-- START RECORDS PROVIDED --

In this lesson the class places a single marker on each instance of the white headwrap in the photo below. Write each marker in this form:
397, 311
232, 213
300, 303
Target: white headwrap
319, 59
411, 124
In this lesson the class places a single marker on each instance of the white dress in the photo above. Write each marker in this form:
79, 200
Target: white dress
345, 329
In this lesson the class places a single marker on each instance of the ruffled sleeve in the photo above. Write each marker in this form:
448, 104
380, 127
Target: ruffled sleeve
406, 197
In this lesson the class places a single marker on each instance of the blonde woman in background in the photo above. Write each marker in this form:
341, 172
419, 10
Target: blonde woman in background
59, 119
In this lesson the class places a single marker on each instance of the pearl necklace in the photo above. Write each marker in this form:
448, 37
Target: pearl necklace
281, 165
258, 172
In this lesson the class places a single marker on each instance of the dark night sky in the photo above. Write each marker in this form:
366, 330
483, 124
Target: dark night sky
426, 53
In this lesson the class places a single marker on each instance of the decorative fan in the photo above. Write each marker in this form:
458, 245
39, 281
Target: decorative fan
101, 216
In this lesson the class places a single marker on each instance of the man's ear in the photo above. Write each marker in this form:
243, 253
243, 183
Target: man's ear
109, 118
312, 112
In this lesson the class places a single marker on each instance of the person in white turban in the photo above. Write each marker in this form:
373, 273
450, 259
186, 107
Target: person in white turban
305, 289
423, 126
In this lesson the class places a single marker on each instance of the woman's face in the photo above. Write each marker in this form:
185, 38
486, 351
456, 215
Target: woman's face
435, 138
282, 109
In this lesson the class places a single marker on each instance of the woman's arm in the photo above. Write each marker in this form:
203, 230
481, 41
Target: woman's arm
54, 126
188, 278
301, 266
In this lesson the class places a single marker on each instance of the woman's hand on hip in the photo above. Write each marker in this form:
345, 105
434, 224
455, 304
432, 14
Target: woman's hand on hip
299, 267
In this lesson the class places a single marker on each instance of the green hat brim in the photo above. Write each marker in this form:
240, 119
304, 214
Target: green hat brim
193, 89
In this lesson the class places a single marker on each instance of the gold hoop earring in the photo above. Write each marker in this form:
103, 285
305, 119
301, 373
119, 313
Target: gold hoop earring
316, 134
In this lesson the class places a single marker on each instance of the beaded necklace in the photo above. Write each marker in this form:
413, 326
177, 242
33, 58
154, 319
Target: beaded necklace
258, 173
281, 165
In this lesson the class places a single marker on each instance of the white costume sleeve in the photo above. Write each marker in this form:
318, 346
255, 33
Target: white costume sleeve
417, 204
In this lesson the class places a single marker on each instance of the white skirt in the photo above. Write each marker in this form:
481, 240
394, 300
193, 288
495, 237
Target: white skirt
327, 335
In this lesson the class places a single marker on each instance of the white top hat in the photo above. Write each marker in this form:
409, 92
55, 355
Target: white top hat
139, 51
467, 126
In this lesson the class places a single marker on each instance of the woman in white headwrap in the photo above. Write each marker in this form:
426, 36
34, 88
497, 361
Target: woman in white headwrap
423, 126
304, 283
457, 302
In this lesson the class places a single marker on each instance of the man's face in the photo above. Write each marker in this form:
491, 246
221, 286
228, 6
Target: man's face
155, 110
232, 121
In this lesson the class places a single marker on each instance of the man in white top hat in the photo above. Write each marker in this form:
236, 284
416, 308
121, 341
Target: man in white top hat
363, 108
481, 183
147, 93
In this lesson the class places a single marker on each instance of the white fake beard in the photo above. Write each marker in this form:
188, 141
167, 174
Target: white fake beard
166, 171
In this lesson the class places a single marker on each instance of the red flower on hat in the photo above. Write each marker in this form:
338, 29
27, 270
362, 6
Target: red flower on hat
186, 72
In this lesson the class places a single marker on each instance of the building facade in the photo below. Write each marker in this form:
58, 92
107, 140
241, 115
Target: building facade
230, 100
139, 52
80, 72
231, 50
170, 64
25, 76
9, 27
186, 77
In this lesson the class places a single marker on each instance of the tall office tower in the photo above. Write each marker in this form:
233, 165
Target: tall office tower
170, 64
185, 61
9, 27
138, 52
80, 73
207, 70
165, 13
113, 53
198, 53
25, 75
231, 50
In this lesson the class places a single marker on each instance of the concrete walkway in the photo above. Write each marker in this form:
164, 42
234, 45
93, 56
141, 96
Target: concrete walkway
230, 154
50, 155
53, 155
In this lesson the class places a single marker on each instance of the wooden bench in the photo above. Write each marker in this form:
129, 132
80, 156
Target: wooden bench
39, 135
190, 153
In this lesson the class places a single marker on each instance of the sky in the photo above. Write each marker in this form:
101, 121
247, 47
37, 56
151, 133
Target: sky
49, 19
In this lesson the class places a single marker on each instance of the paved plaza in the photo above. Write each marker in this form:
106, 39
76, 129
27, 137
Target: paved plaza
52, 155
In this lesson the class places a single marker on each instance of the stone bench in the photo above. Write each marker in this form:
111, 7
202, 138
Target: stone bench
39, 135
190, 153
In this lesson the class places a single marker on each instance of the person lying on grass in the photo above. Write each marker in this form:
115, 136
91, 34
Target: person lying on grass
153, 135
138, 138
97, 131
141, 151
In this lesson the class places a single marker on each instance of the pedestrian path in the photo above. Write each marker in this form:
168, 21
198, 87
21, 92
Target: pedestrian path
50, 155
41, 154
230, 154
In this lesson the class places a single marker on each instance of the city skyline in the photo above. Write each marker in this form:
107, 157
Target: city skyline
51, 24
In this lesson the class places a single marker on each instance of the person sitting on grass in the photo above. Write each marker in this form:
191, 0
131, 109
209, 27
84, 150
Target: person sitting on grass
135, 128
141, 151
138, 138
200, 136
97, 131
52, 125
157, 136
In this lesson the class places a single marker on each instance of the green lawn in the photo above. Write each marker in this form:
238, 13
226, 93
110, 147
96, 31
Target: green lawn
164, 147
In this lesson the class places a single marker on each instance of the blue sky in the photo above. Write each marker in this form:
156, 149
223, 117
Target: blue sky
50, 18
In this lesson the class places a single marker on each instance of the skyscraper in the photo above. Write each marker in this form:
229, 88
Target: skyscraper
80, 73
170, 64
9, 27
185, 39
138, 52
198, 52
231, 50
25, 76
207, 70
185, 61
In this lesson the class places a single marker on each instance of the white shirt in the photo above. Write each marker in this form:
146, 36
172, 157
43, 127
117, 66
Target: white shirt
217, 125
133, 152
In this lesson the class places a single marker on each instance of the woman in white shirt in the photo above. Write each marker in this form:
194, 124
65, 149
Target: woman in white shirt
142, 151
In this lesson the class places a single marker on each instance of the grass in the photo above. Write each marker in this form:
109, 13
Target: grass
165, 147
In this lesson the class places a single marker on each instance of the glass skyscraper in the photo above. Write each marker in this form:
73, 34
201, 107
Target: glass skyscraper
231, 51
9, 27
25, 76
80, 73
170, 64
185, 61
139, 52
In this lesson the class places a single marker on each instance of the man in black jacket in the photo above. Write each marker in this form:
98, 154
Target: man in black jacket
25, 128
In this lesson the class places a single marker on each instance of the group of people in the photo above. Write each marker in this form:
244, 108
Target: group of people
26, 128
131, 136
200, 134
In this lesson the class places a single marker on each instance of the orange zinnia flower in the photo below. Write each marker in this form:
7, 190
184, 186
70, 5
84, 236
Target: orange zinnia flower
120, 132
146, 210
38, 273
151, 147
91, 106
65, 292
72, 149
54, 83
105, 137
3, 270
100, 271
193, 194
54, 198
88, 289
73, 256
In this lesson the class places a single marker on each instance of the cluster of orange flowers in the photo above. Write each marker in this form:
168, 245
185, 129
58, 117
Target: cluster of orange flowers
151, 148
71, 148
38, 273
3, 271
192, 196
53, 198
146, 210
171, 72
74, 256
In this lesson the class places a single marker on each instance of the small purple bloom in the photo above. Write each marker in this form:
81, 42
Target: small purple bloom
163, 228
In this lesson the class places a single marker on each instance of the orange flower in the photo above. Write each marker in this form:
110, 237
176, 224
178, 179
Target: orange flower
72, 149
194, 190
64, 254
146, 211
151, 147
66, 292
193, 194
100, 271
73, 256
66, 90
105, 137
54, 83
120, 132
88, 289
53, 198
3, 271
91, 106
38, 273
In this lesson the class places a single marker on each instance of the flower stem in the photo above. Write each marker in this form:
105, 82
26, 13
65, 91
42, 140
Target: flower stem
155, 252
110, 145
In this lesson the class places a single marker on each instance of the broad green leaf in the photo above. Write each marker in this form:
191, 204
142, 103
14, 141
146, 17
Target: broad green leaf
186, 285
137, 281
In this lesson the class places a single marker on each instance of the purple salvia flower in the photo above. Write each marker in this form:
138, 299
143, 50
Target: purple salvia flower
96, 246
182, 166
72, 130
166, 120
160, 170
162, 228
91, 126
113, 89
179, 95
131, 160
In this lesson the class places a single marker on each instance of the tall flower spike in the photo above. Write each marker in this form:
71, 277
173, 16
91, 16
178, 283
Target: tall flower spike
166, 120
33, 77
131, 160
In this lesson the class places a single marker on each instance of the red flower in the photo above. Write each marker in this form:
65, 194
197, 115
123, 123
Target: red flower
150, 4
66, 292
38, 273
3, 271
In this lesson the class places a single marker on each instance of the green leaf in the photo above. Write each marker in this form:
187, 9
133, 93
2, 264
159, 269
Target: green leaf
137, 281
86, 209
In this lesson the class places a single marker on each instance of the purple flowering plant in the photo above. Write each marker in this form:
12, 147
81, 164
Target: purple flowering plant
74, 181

-- END RECORDS PROVIDED --

▸ **EXERCISE TASK**
Rewrite everything from the line containing "the tall flower" down to the end of the data, substituting "dot" for "marker" and leaving all else unchanged.

▸ **WRITTEN ANSWER**
In this lesson the class places a single dot on each instance of the tall flower spike in the photo above. Write each dot in this form:
71, 277
173, 16
91, 16
178, 283
Target: tall flower spike
166, 120
33, 77
131, 160
In this lesson the class places a single dot on each instance of the red flower in the photo above. Write each dot in this form:
65, 194
197, 115
123, 123
Target: red flower
150, 4
66, 292
38, 273
3, 271
In this lesson the class places a single dot on each instance of the green leaf in the photo above. Write each dot in this form:
187, 9
133, 93
2, 264
159, 269
Target: green leaf
137, 281
86, 209
In this lesson the class places a single dot on each instance of the purple flowering plant in the photo above. Write each dot in this form:
12, 147
81, 164
Target: purple flowering plant
74, 181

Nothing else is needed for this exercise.